PROBLEM STATEMENT —
Which lines in the entries below contain the word "yellow"? Copy out each of those lines in full.

(Data listing)
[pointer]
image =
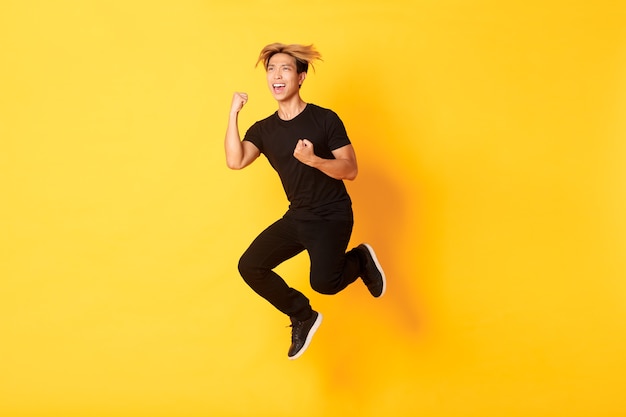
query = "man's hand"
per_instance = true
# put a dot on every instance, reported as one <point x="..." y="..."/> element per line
<point x="239" y="100"/>
<point x="304" y="152"/>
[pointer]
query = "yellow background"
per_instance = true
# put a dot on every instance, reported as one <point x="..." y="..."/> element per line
<point x="491" y="143"/>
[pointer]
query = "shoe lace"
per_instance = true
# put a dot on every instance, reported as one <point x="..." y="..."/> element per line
<point x="295" y="330"/>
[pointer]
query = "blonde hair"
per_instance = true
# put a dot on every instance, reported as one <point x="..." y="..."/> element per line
<point x="304" y="55"/>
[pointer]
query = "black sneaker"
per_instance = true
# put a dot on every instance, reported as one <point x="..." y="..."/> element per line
<point x="372" y="274"/>
<point x="301" y="334"/>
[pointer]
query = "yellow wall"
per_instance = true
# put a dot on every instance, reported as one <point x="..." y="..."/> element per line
<point x="492" y="145"/>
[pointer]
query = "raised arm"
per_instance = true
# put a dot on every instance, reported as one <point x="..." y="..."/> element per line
<point x="239" y="154"/>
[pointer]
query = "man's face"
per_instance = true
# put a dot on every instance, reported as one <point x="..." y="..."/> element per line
<point x="282" y="77"/>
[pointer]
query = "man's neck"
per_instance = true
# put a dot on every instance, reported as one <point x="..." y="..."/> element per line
<point x="289" y="110"/>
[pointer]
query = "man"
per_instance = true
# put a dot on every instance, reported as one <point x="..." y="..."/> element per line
<point x="309" y="148"/>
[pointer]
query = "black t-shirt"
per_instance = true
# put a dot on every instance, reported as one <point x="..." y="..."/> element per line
<point x="311" y="193"/>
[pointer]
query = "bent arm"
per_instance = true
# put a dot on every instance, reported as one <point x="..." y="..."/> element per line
<point x="239" y="154"/>
<point x="343" y="167"/>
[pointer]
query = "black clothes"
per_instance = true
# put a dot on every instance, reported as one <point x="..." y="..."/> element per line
<point x="332" y="269"/>
<point x="311" y="193"/>
<point x="319" y="219"/>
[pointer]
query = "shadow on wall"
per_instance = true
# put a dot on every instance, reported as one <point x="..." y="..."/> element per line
<point x="380" y="202"/>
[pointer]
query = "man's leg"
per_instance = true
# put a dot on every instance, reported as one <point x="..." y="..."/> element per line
<point x="332" y="269"/>
<point x="273" y="246"/>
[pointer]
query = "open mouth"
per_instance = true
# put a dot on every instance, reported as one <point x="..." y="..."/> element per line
<point x="277" y="87"/>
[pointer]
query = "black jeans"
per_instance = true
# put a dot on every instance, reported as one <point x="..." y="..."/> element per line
<point x="326" y="241"/>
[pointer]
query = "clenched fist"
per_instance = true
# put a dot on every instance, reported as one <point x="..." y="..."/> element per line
<point x="304" y="151"/>
<point x="239" y="100"/>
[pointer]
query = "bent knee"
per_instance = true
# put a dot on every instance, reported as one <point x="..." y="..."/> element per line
<point x="324" y="287"/>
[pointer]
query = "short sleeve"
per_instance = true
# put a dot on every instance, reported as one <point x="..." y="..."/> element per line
<point x="253" y="135"/>
<point x="337" y="135"/>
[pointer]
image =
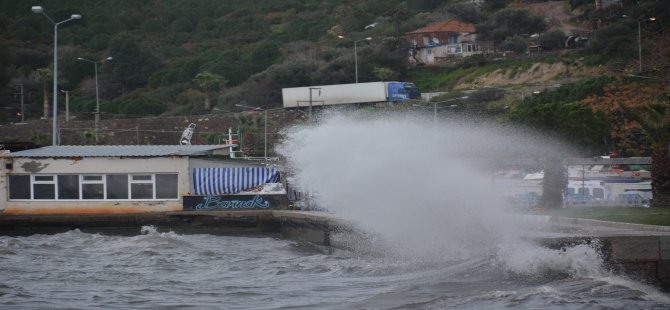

TASK RESULT —
query = "yellow background"
query = "yellow wall"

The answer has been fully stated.